> _BRANO_:
Papa a gesuiti: aiuto a disoccupati, per evitare suicidi, dipendenze e derive
Giada Aquilino - Città del Vaticano
In un mondo in cui una finanza “astratta” e “crudele” è “al centro” dell’immaginario collettivo, riportiamo in primo piano “l’uomo e la donna”, perché “il grande peccato contro la dignità della persona” è stato proprio il fatto di aver spostato quell’uomo e quella donna dal “posto centrale”. Così Papa Francesco incontrando stamani, nell’auletta dell’Aula Paolo VI, prima dell’udienza generale, i partecipanti all'incontro “European Jesuits in formation”, una trentina di persone. Con il presidente della Conferenza dei provinciali europei, Franck Janin, e i delegati della formazione europea e della provincia euromediterranea, Alessandro Manaresi e Angelo Schettini, c’erano i giovani impegnati a Roma dal 28 luglio scorso fino al 20 agosto per l’annuale incontro formativo (Ascolta il servizio con la voce del Papa).
Lavoro è dignità
Sollecitato da uno dei ragazzi a riflettere su quali tipi di comunicazione e accompagnamento offrire ai giovani disoccupati, che non hanno un lavoro capace di offrire loro “dignità”, Francesco - con l'aiuto di un interprete per la traduzione in inglese - ha riflettuto su quello che forse, ha detto, “è uno dei problemi più acuti e più dolorosi per i giovani, perché va proprio al cuore della persona”: con la disoccupazione, non poter portare il pane a casa - ha ribadito il Pontefice - “leva dignità”.

> _CONSEGNA 1_:
Rispondi alle domande sul brano dedicato all'incontro tra il Papa e i gesuiti.
(a) In quale luogo Francesco ha incontrato i partecipanti?
(b) In quale periodo i giovani sono impegnati a Roma per l'incontro formativo?
(c) Secondo il Pontefice, che cosa "leva dignità"?
> _CONSEGNA 2_: Prosegui il brano sull'incontro tra il Papa e i gesuiti a partire dall'ultima frase riportata.
Le voci non servono per svolgere il lavoro.

> _INSIEME DI DATI_:
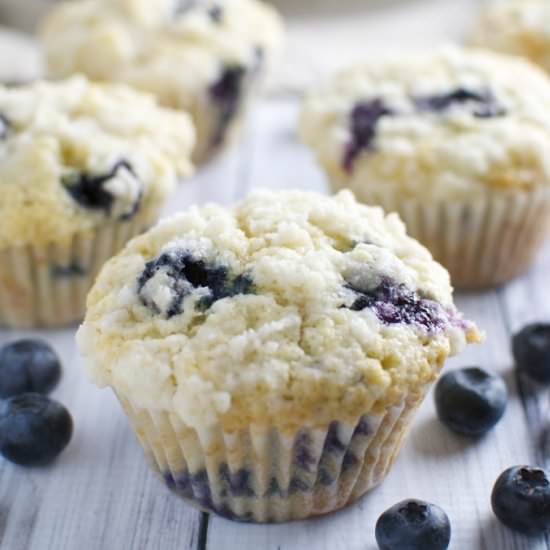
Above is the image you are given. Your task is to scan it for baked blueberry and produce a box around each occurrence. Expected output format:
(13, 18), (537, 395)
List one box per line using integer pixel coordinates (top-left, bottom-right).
(0, 393), (73, 466)
(343, 99), (393, 172)
(375, 500), (451, 550)
(491, 466), (550, 535)
(138, 249), (253, 319)
(63, 160), (142, 220)
(345, 279), (447, 331)
(210, 66), (246, 146)
(512, 323), (550, 383)
(0, 114), (10, 140)
(0, 340), (61, 398)
(414, 88), (506, 118)
(435, 367), (508, 436)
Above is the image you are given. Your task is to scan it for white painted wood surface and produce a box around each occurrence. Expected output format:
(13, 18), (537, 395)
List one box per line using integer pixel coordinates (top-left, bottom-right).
(0, 100), (550, 550)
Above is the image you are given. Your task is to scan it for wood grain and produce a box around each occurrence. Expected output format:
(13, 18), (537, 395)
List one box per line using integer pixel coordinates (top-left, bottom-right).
(0, 101), (550, 550)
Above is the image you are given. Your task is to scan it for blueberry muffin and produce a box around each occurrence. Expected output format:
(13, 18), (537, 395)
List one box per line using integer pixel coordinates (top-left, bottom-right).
(77, 191), (479, 522)
(42, 0), (282, 162)
(0, 77), (194, 327)
(300, 47), (550, 288)
(470, 0), (550, 71)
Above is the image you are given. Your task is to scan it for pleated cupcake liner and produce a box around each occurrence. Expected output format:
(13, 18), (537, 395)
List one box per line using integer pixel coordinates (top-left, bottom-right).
(342, 187), (550, 289)
(0, 208), (159, 328)
(118, 387), (427, 523)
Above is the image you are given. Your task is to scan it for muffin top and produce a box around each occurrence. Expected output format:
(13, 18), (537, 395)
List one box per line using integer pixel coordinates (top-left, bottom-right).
(77, 191), (479, 430)
(300, 47), (550, 200)
(42, 0), (282, 108)
(470, 0), (550, 71)
(0, 77), (194, 248)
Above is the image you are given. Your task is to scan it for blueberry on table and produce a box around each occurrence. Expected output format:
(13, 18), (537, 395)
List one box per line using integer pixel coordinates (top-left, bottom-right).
(375, 500), (451, 550)
(0, 393), (73, 466)
(435, 367), (508, 436)
(0, 340), (61, 398)
(512, 323), (550, 383)
(491, 466), (550, 536)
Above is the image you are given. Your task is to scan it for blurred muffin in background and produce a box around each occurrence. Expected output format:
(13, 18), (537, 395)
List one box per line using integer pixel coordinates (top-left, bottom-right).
(0, 0), (57, 32)
(300, 47), (550, 288)
(41, 0), (283, 162)
(0, 77), (194, 328)
(470, 0), (550, 71)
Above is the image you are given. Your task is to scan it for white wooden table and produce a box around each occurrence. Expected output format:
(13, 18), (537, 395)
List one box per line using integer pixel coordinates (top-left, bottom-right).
(0, 100), (550, 550)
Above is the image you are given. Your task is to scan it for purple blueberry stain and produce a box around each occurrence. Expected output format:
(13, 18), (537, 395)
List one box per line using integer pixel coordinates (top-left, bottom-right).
(209, 65), (246, 147)
(342, 451), (359, 472)
(413, 88), (506, 118)
(343, 98), (394, 172)
(162, 472), (176, 491)
(317, 468), (335, 487)
(288, 476), (311, 495)
(323, 422), (346, 454)
(293, 432), (316, 471)
(264, 477), (284, 498)
(137, 249), (254, 319)
(353, 416), (371, 438)
(219, 463), (255, 497)
(62, 160), (143, 220)
(344, 278), (449, 332)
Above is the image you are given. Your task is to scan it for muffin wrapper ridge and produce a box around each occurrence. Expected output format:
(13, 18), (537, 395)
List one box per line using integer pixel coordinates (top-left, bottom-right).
(350, 187), (550, 289)
(118, 385), (429, 523)
(0, 208), (159, 328)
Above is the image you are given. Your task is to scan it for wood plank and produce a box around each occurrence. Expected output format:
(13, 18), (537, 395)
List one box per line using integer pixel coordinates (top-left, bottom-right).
(207, 102), (550, 550)
(0, 330), (203, 550)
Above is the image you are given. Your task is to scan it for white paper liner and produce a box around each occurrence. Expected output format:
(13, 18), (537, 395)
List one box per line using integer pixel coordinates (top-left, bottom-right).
(348, 187), (550, 289)
(118, 387), (427, 523)
(0, 208), (159, 328)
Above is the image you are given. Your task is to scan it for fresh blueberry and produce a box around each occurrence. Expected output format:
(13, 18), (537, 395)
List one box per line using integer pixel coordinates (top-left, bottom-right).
(0, 340), (61, 398)
(414, 88), (506, 118)
(138, 249), (253, 319)
(63, 160), (142, 220)
(512, 323), (550, 383)
(491, 466), (550, 535)
(343, 99), (394, 172)
(435, 367), (508, 436)
(0, 393), (73, 466)
(346, 279), (448, 331)
(375, 500), (451, 550)
(210, 65), (246, 147)
(0, 114), (10, 141)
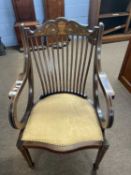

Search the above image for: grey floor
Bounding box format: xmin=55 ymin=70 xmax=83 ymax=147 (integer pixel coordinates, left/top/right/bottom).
xmin=0 ymin=42 xmax=131 ymax=175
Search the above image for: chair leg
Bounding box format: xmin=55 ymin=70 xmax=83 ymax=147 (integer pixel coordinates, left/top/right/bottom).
xmin=18 ymin=146 xmax=34 ymax=168
xmin=93 ymin=141 xmax=109 ymax=171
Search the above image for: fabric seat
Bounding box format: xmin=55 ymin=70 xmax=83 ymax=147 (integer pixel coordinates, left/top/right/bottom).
xmin=22 ymin=94 xmax=103 ymax=146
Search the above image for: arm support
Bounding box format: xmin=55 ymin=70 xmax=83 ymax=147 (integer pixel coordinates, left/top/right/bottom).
xmin=93 ymin=23 xmax=115 ymax=129
xmin=9 ymin=55 xmax=33 ymax=129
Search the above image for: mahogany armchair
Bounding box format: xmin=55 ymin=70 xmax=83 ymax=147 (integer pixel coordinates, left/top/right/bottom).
xmin=9 ymin=18 xmax=114 ymax=172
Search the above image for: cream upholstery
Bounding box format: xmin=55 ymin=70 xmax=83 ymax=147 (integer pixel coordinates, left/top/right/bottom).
xmin=22 ymin=94 xmax=103 ymax=146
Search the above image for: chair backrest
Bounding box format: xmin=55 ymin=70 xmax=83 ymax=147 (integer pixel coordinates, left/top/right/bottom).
xmin=21 ymin=18 xmax=101 ymax=97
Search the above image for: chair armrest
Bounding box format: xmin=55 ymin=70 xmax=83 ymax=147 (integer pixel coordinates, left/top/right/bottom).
xmin=94 ymin=72 xmax=115 ymax=129
xmin=8 ymin=48 xmax=34 ymax=129
xmin=93 ymin=23 xmax=115 ymax=130
xmin=98 ymin=72 xmax=115 ymax=99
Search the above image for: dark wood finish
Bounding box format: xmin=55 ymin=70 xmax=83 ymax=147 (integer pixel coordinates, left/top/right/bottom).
xmin=15 ymin=21 xmax=38 ymax=50
xmin=12 ymin=0 xmax=36 ymax=22
xmin=44 ymin=0 xmax=64 ymax=20
xmin=119 ymin=40 xmax=131 ymax=92
xmin=88 ymin=0 xmax=131 ymax=43
xmin=9 ymin=18 xmax=114 ymax=171
xmin=43 ymin=0 xmax=66 ymax=44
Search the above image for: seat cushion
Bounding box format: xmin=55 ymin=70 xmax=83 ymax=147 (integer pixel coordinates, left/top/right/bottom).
xmin=22 ymin=94 xmax=103 ymax=146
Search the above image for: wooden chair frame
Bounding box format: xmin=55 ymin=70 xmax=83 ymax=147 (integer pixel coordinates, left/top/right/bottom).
xmin=9 ymin=18 xmax=115 ymax=172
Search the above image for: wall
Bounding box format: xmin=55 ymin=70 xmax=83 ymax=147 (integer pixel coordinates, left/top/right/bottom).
xmin=0 ymin=0 xmax=89 ymax=46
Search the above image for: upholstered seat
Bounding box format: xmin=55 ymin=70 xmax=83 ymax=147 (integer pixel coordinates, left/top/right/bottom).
xmin=22 ymin=94 xmax=103 ymax=146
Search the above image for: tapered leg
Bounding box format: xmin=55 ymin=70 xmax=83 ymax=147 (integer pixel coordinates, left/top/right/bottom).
xmin=18 ymin=146 xmax=34 ymax=168
xmin=93 ymin=141 xmax=109 ymax=170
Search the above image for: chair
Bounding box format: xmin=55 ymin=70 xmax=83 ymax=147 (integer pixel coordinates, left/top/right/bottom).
xmin=9 ymin=18 xmax=114 ymax=172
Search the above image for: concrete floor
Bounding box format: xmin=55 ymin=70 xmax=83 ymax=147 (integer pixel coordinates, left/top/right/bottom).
xmin=0 ymin=42 xmax=131 ymax=175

> _RISPOSTA 1_:
(a) Nell'auletta dell'Aula Paolo VI, prima dell'udienza generale.
(b) Dal 28 luglio al 20 agosto.
(c) Con la disoccupazione, non poter portare il pane a casa.

> _RISPOSTA 2_:
C’è una risistemazione dell’economia mondiale, dove l’economia, che è concreta, lascia il posto alla finanza, che è astratta. Al centro c’è la finanza, e la finanza è crudele: non è concreta, è astratta. E lì si gioca con un immaginario collettivo che non è concreto, ma è liquido o gassoso. E al centro c’è questo: il mondo della finanza. Al suo posto avrebbero dovuto esserci l’uomo e la donna. Oggi questo è, credo, il grande peccato contro la dignità della persona: spostarla dal suo posto centrale.
Il ricorso al suicidio
La finanza, ha aggiunto, “assomiglia su scala mondiale alla catena di Sant’Antonio”: con tale spostamento della persona dal centro e dando risalto alla finanza, che è “gassosa”, si generano “vuoti nel lavoro”.
Il numero dei suicidi giovanili è in aumento, ma i governi – non tutti – non pubblicano il numero esatto: pubblicano fino a un certo punto, perché è scandaloso. E perché si impiccano, si suicidano questi giovani? La ragione principale di quasi tutti i casi è la mancanza di lavoro. Sono incapaci di sentirsi utili e finiscono.
Alienazione nelle dipendenze
Per i giovani disoccupati c’è poi una “alienazione intermedia”, quella delle dipendenze: la dipendenza oggi - ha spiegato - “è una via di fuga da questa mancanza di dignità”.
Pensate che dietro ad ogni dose di cocaina – pensiamo – c’è una grande industria mondiale che rende possibile questo, e probabilmente – non sono sicuro – il movimento di denaro più grande nel mondo.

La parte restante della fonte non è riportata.